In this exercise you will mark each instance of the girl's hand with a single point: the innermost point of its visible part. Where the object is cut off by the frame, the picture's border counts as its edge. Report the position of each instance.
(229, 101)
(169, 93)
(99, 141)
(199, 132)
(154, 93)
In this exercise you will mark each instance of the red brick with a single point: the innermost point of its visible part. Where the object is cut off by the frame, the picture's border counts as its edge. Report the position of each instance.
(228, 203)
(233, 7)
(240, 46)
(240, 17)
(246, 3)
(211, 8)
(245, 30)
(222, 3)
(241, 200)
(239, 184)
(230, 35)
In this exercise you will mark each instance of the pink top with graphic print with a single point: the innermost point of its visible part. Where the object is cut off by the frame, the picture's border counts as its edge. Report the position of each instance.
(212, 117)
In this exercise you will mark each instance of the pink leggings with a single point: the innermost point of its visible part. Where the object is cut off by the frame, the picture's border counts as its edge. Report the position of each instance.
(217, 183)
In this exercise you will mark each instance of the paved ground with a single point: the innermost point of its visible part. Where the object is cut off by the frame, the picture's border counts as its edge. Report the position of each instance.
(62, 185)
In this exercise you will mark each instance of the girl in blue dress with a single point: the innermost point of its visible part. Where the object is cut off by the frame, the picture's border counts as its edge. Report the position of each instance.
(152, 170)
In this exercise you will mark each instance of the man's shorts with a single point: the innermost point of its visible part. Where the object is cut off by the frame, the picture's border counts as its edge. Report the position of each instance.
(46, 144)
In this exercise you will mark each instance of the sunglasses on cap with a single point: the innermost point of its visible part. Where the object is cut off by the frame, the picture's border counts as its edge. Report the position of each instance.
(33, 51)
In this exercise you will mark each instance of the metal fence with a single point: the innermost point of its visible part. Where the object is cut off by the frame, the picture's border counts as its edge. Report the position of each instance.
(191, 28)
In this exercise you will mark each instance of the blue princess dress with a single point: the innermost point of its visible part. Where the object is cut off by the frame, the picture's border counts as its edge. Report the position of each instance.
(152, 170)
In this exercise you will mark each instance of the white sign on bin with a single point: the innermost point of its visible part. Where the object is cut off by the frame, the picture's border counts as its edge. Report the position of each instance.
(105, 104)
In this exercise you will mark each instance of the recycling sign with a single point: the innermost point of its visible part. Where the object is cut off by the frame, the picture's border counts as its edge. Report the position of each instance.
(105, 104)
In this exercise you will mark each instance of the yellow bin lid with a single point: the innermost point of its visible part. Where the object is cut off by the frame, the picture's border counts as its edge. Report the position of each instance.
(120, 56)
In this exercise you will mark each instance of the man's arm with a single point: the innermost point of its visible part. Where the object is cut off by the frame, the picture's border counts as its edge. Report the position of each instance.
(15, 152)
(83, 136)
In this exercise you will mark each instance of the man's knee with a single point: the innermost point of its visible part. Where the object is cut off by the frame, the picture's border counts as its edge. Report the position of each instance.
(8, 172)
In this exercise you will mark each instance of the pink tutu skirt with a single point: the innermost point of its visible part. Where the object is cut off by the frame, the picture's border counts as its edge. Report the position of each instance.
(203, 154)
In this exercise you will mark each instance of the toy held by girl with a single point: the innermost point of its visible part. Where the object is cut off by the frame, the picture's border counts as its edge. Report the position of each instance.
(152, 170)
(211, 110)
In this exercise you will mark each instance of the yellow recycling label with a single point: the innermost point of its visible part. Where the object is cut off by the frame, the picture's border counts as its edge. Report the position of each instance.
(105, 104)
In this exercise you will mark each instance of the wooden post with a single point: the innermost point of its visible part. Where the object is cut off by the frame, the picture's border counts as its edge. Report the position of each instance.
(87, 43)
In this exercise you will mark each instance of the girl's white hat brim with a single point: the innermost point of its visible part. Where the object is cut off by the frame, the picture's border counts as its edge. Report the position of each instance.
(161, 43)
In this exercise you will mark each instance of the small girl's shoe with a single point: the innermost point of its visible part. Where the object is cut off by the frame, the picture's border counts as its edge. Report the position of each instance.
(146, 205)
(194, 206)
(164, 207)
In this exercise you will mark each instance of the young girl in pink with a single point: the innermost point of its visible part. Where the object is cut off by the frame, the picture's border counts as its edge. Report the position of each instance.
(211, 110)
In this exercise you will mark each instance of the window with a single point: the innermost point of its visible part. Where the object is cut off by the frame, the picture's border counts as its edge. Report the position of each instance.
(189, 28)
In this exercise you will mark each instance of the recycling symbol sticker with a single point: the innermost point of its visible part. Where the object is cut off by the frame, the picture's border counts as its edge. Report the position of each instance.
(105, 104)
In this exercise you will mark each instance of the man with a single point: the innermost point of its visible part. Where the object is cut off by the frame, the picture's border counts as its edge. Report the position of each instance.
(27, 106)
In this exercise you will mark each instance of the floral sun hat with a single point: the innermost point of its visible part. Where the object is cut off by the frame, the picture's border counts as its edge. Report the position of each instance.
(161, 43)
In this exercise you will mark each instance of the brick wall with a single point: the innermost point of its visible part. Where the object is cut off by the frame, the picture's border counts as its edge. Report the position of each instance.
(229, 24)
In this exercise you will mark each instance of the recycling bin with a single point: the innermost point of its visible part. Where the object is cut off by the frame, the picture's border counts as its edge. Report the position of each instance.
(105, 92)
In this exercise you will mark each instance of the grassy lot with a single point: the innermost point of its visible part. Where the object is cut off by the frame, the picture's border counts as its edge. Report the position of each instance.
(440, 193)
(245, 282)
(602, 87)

--

Write the whole listing out again. Keep every line exactly as it is.

In this exercise you will mark each instance of the girl's hand with a single point: the innermost point of its visible part. Where the object is cut off by the frame, the picture's border counts as its edge. Report the position of each instance.
(229, 101)
(169, 93)
(99, 141)
(199, 132)
(154, 93)
In this exercise you will mark each instance of the red brick with a single point: the innermost point of its visible part. Where the object is cut off by the frame, the picture's border counts as its edge. Report the position of each instance.
(228, 203)
(233, 7)
(240, 46)
(240, 17)
(246, 3)
(211, 8)
(245, 30)
(222, 3)
(241, 200)
(239, 184)
(230, 35)
In this exercise you will mark each instance of the pink top with graphic print with a single point: the innermost point of its visible part. Where the object is cut off by the frame, the picture's border counts as its edge. Report the position of each instance.
(212, 117)
In this exercise you will mark each instance of the pink leggings with a single point: the innermost point of its visible part. Where the object is cut off by the frame, the picture's border counts as its edge. Report the position of each instance.
(217, 183)
In this exercise you will mark each instance of the paved ground with a single point: the innermost point of its visible part. Where the object is cut off by the frame, the picture's border counts as its edge. Report the position of each instance.
(62, 185)
In this exercise you will mark each instance of the girl in blue dress with a single point: the innermost point of its visible part. Where the object is cut off by the frame, the picture's border counts as its edge. Report the position of each instance.
(152, 170)
In this exercise you will mark each instance of the man's shorts with a single point: the innermost point of its visible part. Where the object is cut off by the frame, the picture's border counts as its edge. Report the position of each instance.
(46, 144)
In this exercise you will mark each instance of the sunglasses on cap with a single point: the innermost point of its visible part. Where the object is cut off by the frame, the picture's border counts as its edge. Report the position of each instance.
(33, 51)
In this exercise you will mark each instance of the metal fence with a single point: the innermost point of its visible part. Where the object is cut off by the frame, the picture's border counts as its edge. Report the position of each instance.
(191, 28)
In this exercise you will mark each instance of the blue princess dress with a single point: the innermost point of its visible part. Where the object is cut off by the frame, the picture's border counts as its edge. Report the position of each instance.
(152, 170)
In this exercise you will mark each instance of the white sign on bin with a single point: the innermost point of its visible part. Where the object is cut off by the frame, the picture's border counts as its edge. Report the position of each instance.
(105, 104)
In this exercise you will mark each instance of the recycling sign with a single point: the innermost point of its visible part. Where the object is cut off by the frame, the picture's border counts as its edge. Report the position of each instance.
(105, 104)
In this exercise you will mark each instance of the yellow bin lid with a single point: the innermost point of its visible part. Where the object is cut off by the frame, the picture's border counts as its edge. Report the position of each instance.
(120, 56)
In this exercise you will mark each instance of the man's arm with a single point: the innermost point of its visible part. Where the object is cut off by the frame, the picture's border counts as its edge. Report the position of each instance.
(15, 152)
(83, 136)
In this exercise you will mark each instance of the man's knee with a single point: the innermost point of its visible part. Where the object is cut off by the frame, the picture's border counts as its edge. Report the position of each instance.
(8, 172)
In this exercise you will mark each instance of the pink tutu skirt with a single point: the innermost point of its visible part. Where the object is cut off by the frame, the picture's border counts as its edge. Report the position of each instance.
(203, 154)
In this exercise you will mark each instance of the toy held by girl with a single point: the innermost point of its visible part. Where the object is cut off by the frame, the picture's border counts as its edge. Report the position of each instance.
(152, 170)
(211, 110)
In this exercise you will mark each instance of the yellow recycling label with a single point: the innermost point of its visible part. Where the object is cut off by the frame, the picture's border counts as its edge. Report the position of each instance.
(105, 104)
In this exercise you will mark each instance of the wooden post with a single point: the innermost point of its visible part. Where the object is cut off by the frame, the picture's border counts as its edge. Report the position of each instance.
(87, 43)
In this exercise you will mark each instance of the girl's white hat brim with a single point: the innermost point of its visible part. Where the object is cut off by the frame, the picture's border counts as its edge. Report the position of each instance.
(161, 43)
In this exercise you will mark each instance of the small girl's shoe with a single point: the innermost point of its visible part. Where the object is cut off by the frame, the picture's border counts as its edge. Report the position of each instance.
(146, 205)
(194, 206)
(164, 207)
In this exercise you will mark each instance of the young girl in pink with a single point: the innermost point of its visible part. Where the object is cut off by the frame, the picture's border counts as its edge. Report the position of each instance.
(211, 110)
In this exercise you will mark each instance of the window with a single point: the innermost point of its visible part. Where the object is cut off by the frame, the picture's border counts as its edge. Report the position of each instance.
(189, 28)
In this exercise you will mark each instance of the recycling symbol sticker with a single point: the innermost point of its visible part. Where the object is cut off by the frame, the picture's border counts as its edge. Report the position of each instance.
(105, 104)
In this exercise you will mark each instance of the man with a single point: the innermost point of its visible part. Where the object is cut off by the frame, the picture's border counts as its edge. Report the position of each instance.
(27, 106)
In this exercise you will mark each instance of the floral sun hat with a single point: the innermost point of its visible part. Where the object is cut off by the frame, the picture's border counts as its edge. Report the position of each instance.
(161, 43)
In this exercise you will mark each instance of the brick wall with a single point: the innermost point of its visible part. Where the object is cut off by the frame, the picture's border counts as its edge. Report the position of each instance.
(229, 24)
In this exercise you will mark each instance of the recycling bin with a single point: the innermost point of its visible part. Where the object is cut off by the frame, the picture's border counts as its edge. Report the position of each instance.
(105, 92)
In this exercise you will mark each instance of the grassy lot with a single point: the innermost point of its visible part. Where the object is cut off by the frame, the picture's border counts as its edge. Report the position of each instance.
(440, 193)
(245, 282)
(602, 87)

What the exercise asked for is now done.